● **What to do**:
Reproduce, character for character, the lines of the records between the line containing "Identify the blue velvet" and the line containing "[172,316,236,340]", inclusive.

[Records from a data source]
__________

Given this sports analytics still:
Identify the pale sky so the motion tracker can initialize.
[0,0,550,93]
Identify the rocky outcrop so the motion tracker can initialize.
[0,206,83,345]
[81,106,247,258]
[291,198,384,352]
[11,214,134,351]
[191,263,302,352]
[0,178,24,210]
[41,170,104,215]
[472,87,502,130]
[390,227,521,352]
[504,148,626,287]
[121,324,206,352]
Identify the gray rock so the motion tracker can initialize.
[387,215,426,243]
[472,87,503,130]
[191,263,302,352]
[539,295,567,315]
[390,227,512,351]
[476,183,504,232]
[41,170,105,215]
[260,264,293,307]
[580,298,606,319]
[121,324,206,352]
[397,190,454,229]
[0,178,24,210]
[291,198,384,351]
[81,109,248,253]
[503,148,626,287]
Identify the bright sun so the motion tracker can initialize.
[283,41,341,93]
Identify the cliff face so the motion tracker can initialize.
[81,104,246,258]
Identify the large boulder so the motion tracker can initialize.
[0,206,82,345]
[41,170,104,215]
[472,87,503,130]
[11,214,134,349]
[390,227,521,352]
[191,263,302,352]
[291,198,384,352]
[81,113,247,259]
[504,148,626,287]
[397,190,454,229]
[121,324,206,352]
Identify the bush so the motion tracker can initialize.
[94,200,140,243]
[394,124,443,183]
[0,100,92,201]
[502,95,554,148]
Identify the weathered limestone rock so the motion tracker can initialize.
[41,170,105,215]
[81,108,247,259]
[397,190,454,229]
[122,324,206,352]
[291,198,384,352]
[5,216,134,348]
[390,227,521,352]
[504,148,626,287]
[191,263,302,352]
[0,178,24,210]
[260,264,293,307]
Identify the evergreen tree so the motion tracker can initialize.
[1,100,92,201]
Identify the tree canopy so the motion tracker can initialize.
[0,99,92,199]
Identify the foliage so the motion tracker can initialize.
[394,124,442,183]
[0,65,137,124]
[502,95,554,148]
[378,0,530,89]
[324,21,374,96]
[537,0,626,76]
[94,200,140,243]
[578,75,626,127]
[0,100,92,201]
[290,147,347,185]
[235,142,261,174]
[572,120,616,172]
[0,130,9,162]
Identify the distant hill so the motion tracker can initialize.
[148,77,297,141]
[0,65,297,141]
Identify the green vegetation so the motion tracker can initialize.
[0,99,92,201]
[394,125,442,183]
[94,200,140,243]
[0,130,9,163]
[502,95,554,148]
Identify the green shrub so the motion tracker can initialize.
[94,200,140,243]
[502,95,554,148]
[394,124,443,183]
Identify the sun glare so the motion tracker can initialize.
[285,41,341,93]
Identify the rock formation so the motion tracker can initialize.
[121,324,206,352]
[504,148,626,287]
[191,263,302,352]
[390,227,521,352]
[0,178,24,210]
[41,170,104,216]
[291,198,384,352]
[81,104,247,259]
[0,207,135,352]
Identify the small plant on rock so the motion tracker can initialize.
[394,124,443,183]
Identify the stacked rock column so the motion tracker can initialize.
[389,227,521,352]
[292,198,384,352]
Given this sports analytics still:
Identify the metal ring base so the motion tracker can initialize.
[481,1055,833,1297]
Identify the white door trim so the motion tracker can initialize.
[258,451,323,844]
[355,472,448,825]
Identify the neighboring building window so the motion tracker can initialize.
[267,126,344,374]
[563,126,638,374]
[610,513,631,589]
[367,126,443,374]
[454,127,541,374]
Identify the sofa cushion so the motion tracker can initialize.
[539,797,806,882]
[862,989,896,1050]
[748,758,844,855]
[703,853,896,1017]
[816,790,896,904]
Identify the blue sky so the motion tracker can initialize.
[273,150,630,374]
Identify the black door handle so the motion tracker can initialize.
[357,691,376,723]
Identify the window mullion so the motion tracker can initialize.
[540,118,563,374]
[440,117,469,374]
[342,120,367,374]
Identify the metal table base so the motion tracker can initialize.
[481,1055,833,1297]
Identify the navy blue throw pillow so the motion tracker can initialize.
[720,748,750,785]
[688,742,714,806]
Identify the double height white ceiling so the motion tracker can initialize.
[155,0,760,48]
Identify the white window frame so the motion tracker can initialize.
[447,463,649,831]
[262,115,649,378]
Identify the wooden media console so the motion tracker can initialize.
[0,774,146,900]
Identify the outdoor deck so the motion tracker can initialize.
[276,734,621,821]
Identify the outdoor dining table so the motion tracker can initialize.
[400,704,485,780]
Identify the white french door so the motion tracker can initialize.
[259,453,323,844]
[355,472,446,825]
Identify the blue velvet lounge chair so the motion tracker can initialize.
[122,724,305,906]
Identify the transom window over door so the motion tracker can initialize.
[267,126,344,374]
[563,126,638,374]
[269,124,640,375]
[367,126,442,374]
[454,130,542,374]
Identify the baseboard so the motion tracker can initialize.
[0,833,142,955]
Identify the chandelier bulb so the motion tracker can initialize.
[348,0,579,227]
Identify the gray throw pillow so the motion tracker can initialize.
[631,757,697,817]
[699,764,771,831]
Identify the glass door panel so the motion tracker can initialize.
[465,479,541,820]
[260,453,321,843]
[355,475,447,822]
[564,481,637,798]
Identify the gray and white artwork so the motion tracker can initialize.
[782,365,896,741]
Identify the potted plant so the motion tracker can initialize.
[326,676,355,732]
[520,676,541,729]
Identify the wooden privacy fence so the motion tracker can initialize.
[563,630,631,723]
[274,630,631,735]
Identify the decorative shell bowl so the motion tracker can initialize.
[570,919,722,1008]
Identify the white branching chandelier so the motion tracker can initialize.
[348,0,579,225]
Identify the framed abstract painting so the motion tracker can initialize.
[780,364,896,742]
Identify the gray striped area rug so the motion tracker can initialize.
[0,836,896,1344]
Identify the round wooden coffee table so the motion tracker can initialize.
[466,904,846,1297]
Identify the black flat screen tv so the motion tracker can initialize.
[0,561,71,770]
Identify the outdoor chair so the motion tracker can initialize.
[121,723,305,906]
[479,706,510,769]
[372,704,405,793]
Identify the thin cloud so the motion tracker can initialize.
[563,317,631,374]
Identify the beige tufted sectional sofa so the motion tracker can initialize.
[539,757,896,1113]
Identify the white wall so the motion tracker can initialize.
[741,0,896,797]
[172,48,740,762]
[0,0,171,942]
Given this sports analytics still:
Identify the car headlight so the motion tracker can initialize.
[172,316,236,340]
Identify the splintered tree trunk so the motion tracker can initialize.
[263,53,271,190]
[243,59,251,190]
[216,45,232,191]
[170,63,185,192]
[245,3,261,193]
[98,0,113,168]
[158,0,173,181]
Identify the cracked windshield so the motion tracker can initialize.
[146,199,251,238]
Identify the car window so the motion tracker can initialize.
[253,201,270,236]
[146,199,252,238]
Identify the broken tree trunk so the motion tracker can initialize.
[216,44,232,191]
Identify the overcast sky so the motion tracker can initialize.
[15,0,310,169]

__________

● **Full response**:
Identify the blue velvet lounge chair so the motion tracker can initialize.
[122,724,305,906]
Identify the transom window over door so the motion tracker can initialize.
[267,126,344,374]
[563,126,638,374]
[269,124,640,375]
[367,126,442,374]
[454,130,542,374]
Identify the baseboard so the motion tracker can initialize.
[0,833,142,955]
Identify the chandelier bulb so the motion tracker can initialize.
[348,0,579,227]
Identify the gray throw pillow so the motion tracker can initialize.
[631,757,697,817]
[699,764,771,831]
Identify the glass door panel so the motion tracker can initialize.
[465,479,541,820]
[260,453,321,843]
[355,475,447,822]
[564,481,637,798]
Identify the gray and white artwork so the motion tracker can initialize.
[782,365,896,741]
Identify the potted plant so the motion tracker can initialize.
[326,676,355,732]
[520,676,541,729]
Identify the wooden privacy fence so the motion tracker can initialize.
[563,630,631,723]
[274,630,631,735]
Identify the decorative shell bowl so the motion tracker can initialize.
[570,919,722,1008]
Identify the white branching chandelier so the motion tracker can initialize.
[348,0,579,225]
Identify the framed abstract painting so the motion tracker can initialize.
[780,364,896,742]
Identify the gray striped area rug so the motion tracker can initialize.
[0,836,896,1344]
Identify the round wooden coffee table so the motion tracker can initialize.
[466,904,846,1297]
Identify the black flat screen tv so the motion tracker can initialize.
[0,561,71,770]
Identify the outdoor chair so the motion tracker can initialize.
[121,723,305,906]
[479,706,510,769]
[372,704,405,793]
Identify the thin cloud so the motion tracker can initialize.
[563,317,631,374]
Identify the beige tufted sectional sofa so the motion tracker can initialize.
[539,757,896,1113]
Identify the white wall so the motion tracker can initialize.
[741,0,896,797]
[172,48,740,762]
[0,0,171,942]
Given this sports analytics still:
Identify the car headlight so the motion tracker can initialize.
[172,316,236,340]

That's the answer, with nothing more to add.